> **Requirement**
Please copy the items below word for word, from the line containing "rabbit nose in the photo above." through the last line of the items, and omit the pictures.

Source records

▼

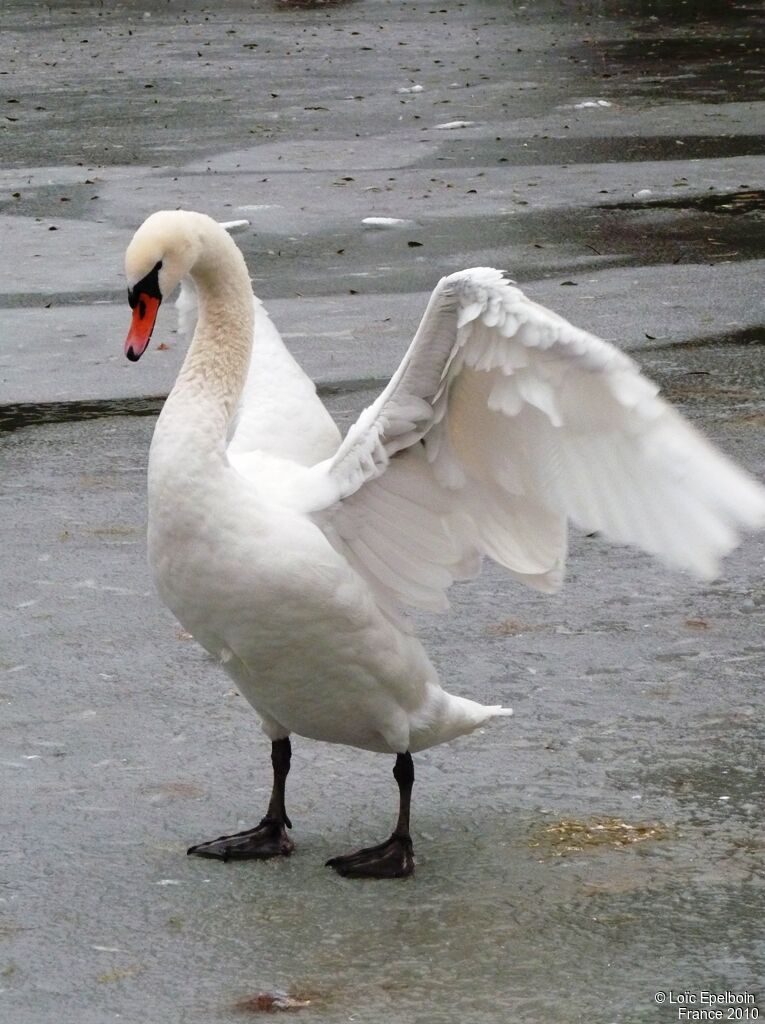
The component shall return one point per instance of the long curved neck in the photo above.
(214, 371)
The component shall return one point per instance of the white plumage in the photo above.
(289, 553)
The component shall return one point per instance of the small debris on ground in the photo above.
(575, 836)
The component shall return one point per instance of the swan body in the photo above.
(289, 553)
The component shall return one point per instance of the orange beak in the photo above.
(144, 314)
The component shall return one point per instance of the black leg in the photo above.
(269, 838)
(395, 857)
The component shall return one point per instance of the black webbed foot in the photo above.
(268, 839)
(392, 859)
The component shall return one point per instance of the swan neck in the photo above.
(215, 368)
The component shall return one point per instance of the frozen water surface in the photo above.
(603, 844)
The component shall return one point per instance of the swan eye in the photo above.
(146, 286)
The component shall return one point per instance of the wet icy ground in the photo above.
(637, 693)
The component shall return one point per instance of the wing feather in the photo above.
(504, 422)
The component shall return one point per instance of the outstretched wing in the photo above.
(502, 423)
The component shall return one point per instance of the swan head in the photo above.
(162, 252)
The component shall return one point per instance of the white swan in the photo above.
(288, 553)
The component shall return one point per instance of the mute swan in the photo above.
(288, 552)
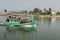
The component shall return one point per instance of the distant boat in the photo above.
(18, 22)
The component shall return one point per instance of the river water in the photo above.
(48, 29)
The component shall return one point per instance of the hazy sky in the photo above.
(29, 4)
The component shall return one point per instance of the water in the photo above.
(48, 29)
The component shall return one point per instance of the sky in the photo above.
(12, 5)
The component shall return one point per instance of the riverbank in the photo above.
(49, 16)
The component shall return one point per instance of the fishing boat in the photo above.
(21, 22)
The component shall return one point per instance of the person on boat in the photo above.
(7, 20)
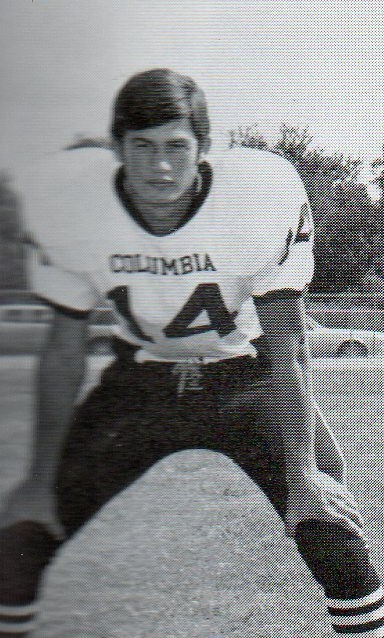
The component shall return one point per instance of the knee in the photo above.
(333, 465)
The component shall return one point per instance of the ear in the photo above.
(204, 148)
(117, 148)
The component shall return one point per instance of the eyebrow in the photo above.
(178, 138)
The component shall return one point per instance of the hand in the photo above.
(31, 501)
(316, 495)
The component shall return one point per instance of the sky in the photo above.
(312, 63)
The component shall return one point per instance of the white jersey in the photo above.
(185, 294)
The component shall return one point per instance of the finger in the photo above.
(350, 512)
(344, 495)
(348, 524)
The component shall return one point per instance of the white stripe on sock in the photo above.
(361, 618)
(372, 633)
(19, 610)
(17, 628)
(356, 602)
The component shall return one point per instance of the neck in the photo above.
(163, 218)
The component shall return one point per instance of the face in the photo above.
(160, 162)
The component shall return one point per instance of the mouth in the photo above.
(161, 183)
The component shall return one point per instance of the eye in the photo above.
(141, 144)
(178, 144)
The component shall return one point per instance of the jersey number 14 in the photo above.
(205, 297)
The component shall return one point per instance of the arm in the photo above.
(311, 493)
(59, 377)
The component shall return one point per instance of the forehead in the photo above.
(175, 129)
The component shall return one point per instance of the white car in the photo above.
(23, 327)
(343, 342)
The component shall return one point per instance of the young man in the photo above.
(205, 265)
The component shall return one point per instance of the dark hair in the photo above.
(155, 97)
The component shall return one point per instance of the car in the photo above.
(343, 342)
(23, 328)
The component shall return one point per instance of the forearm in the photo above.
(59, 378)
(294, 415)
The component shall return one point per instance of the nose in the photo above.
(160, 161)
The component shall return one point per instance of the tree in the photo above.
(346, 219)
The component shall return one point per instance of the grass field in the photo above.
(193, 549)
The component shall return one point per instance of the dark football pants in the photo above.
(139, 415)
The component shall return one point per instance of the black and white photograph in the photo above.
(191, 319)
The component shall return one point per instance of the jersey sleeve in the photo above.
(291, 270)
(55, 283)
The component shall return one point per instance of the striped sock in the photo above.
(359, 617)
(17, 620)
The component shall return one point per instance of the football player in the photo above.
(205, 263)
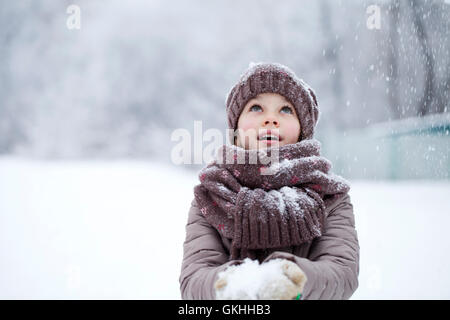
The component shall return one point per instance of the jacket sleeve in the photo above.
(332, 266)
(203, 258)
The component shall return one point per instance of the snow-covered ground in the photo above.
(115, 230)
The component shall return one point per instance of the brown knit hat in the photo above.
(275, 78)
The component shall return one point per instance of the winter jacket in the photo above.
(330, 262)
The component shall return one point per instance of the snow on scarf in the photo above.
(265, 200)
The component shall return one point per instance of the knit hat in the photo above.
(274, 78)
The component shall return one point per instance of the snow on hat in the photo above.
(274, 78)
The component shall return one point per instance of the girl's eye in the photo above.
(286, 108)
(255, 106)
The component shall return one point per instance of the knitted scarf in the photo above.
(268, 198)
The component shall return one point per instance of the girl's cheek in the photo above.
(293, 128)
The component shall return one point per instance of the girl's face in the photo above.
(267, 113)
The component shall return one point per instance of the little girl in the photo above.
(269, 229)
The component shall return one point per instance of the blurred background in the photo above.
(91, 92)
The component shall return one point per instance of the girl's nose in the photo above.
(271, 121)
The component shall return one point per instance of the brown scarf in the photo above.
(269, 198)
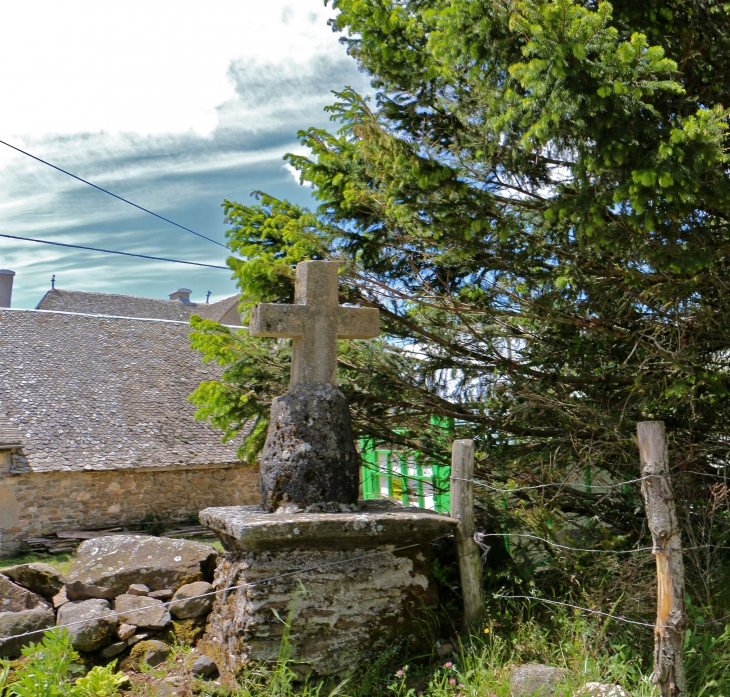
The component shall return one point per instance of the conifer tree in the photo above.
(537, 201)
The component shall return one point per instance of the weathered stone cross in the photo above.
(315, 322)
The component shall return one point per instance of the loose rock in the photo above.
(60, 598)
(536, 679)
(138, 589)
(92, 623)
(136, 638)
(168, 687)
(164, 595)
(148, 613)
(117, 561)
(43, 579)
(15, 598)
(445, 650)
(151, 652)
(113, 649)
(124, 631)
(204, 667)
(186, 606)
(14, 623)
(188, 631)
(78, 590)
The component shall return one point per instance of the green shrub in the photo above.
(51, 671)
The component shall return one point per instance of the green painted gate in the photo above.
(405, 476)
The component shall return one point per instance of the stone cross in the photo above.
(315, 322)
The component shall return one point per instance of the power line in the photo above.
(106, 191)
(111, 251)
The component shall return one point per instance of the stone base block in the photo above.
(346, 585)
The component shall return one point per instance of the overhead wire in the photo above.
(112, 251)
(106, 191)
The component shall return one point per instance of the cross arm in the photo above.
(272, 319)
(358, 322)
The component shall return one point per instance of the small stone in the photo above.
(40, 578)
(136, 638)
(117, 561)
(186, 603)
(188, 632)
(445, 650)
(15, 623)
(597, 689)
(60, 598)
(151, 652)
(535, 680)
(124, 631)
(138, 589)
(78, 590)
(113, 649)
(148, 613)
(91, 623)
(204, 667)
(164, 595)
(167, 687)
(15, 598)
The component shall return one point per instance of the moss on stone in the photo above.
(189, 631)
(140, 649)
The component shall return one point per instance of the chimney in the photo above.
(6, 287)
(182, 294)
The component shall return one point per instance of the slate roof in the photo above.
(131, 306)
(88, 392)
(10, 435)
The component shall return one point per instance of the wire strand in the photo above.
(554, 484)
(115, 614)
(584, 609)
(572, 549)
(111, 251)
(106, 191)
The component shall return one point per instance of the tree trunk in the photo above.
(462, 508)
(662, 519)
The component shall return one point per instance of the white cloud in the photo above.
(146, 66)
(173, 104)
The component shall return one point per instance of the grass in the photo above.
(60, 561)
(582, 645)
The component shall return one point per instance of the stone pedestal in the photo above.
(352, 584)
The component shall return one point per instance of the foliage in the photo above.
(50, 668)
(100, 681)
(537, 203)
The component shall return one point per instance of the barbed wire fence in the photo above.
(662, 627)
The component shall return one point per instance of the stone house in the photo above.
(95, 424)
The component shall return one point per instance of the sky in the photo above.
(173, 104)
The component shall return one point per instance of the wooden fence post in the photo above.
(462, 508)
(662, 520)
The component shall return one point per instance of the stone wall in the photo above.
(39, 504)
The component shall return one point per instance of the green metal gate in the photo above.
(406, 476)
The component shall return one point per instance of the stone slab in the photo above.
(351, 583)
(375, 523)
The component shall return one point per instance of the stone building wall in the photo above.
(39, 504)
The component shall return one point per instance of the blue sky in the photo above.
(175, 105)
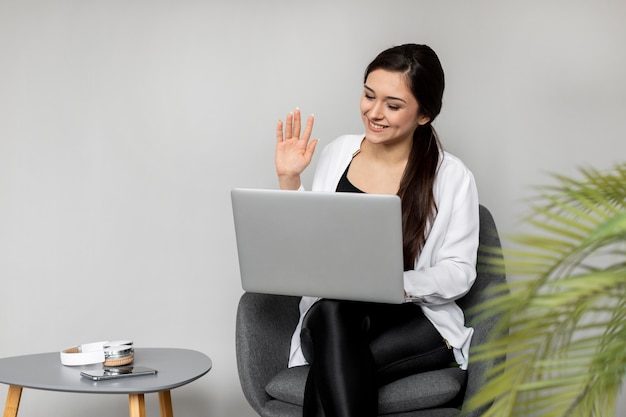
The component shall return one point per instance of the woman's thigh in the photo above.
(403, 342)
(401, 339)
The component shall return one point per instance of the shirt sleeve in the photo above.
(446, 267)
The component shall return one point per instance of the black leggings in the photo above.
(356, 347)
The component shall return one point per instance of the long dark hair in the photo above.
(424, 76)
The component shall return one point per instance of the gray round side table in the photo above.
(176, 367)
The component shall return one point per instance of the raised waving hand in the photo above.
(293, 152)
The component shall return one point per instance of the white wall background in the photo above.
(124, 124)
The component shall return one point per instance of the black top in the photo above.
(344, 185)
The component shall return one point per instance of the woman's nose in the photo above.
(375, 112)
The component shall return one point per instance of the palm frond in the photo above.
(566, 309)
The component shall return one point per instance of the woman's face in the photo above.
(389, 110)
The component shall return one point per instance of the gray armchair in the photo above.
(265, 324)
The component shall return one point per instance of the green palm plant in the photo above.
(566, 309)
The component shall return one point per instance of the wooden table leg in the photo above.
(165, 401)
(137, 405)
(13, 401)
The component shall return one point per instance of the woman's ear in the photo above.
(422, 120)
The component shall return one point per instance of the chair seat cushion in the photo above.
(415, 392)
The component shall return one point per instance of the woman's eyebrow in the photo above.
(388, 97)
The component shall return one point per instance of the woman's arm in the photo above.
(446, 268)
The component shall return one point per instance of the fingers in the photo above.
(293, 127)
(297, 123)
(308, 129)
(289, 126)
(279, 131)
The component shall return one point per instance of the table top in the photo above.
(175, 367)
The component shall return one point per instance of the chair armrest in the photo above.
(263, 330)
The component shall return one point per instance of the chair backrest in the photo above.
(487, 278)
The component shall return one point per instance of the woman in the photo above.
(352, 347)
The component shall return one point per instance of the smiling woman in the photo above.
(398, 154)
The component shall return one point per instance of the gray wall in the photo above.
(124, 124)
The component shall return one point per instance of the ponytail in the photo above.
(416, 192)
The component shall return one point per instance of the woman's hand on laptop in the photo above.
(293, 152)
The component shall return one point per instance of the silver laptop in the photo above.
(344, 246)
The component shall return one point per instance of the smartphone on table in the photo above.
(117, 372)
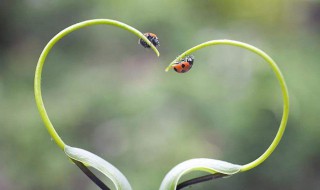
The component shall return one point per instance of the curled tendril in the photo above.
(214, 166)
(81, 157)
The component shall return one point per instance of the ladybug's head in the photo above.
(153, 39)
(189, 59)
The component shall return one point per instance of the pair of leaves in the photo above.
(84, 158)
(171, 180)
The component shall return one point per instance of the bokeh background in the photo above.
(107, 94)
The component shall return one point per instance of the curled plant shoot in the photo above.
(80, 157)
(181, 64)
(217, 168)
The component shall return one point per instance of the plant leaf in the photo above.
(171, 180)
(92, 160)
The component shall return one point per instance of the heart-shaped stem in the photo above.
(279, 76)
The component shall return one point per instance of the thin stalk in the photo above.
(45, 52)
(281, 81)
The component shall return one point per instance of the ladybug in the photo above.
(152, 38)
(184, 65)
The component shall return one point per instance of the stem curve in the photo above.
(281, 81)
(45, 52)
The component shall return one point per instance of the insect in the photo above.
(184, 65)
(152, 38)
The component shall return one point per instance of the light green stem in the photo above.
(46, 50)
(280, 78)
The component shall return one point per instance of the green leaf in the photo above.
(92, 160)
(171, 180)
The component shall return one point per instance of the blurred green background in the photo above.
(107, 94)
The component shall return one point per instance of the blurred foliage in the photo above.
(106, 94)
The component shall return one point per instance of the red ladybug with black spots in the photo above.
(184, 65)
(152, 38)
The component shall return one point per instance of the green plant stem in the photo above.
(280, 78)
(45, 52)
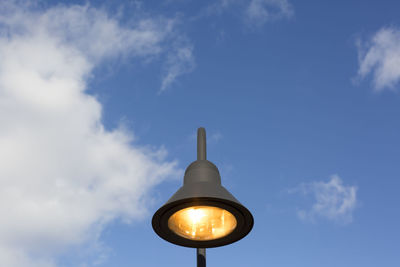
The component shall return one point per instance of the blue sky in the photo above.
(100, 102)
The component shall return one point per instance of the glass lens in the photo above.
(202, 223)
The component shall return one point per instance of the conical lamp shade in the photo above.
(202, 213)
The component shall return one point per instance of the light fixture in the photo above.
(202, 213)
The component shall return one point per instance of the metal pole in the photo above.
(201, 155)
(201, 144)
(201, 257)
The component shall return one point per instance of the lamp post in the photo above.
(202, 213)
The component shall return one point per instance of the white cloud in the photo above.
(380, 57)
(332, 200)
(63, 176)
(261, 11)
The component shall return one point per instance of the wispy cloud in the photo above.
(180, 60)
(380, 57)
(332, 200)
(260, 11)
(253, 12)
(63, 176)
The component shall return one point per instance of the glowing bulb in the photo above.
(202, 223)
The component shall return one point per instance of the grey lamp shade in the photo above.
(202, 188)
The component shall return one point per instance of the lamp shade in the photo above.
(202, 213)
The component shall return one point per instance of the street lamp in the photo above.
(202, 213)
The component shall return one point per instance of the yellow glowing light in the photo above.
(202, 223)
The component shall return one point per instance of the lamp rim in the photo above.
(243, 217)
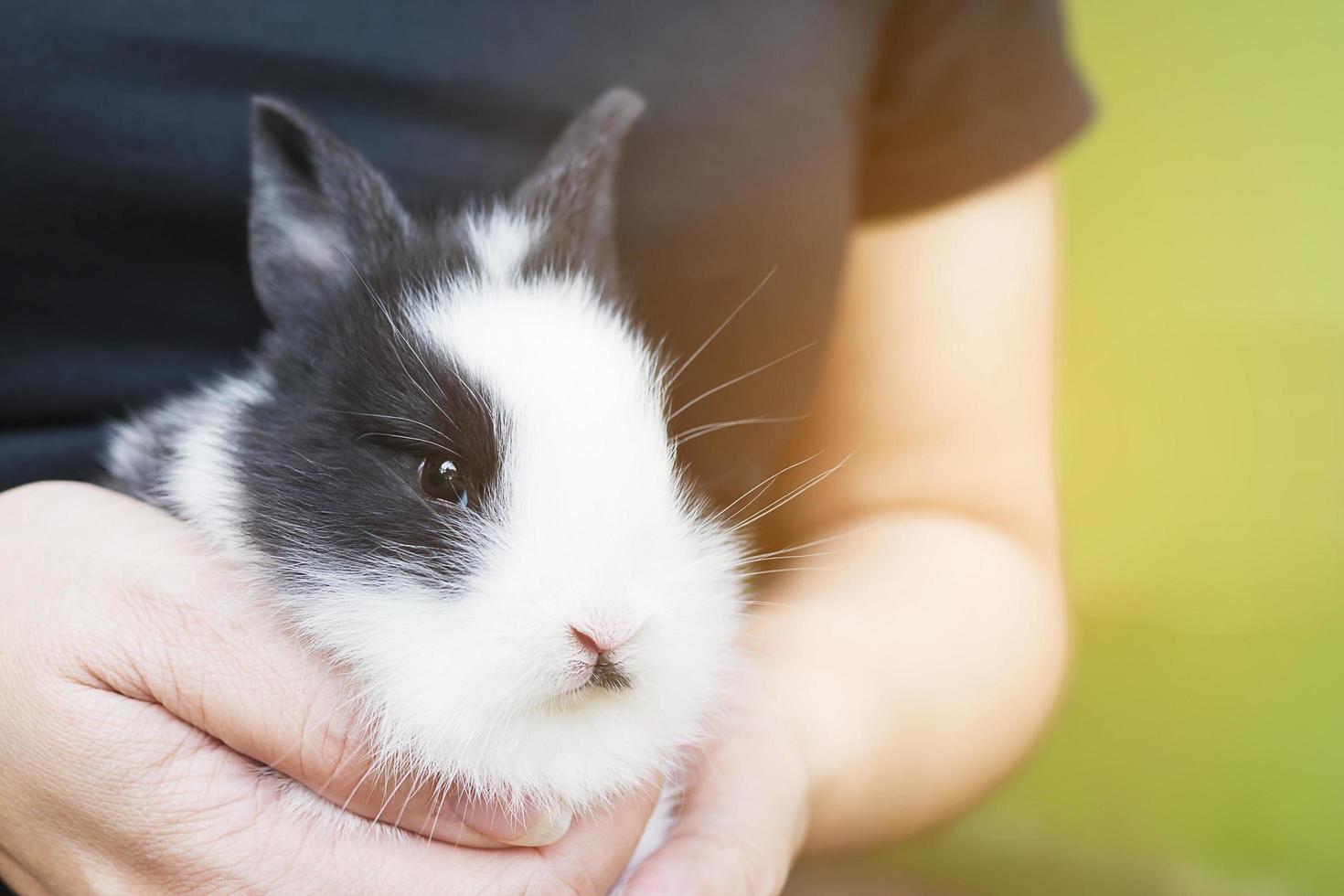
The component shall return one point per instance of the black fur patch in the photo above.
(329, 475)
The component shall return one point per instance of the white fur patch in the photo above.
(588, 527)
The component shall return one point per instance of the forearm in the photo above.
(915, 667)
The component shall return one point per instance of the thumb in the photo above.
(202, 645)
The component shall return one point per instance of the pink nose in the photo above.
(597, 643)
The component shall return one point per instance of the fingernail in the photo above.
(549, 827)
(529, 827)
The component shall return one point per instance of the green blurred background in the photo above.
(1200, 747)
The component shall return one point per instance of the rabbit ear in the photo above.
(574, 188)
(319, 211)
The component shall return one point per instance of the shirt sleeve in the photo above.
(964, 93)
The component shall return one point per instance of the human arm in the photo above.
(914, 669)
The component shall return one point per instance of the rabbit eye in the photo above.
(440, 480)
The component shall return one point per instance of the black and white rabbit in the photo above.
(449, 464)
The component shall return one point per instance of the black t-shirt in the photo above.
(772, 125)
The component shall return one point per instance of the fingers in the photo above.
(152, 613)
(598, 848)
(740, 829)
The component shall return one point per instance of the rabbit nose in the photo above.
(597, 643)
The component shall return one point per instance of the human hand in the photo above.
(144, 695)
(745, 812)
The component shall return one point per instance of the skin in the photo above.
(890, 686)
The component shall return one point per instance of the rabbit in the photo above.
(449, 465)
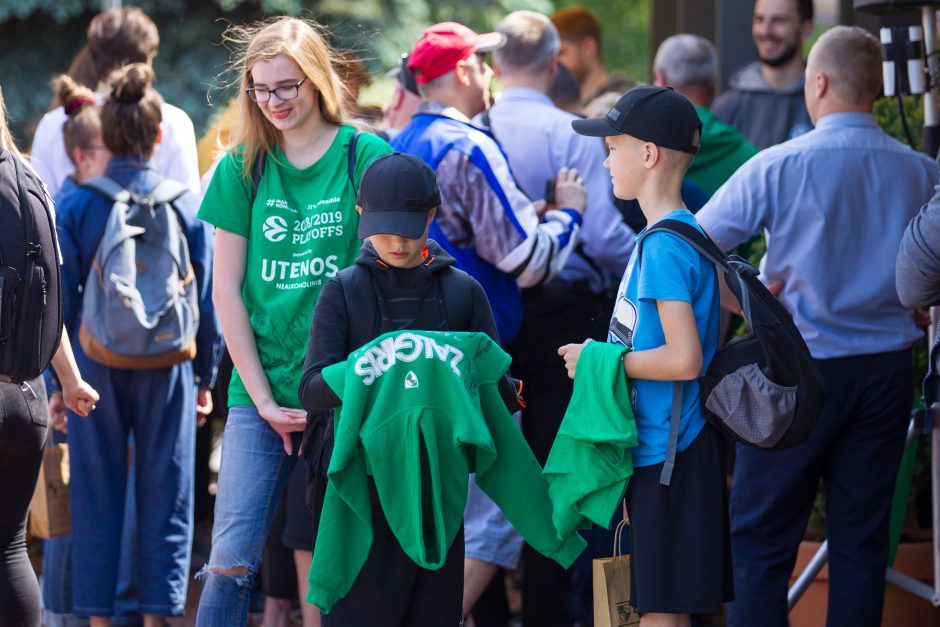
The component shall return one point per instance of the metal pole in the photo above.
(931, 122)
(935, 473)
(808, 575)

▲

> **Worked answer**
The component shall return one point per instance of the rabbit nose in the photo above.
(597, 643)
The component shall return one point per instance of the human hand in the photo above.
(144, 695)
(745, 812)
The component shall return one point per instance of the skin in the photo above.
(890, 686)
The component shall return one point per instance of the rabbit in the photo above.
(449, 465)
The component shall return one point per instance of the metal pole in the photo above.
(931, 122)
(935, 473)
(808, 575)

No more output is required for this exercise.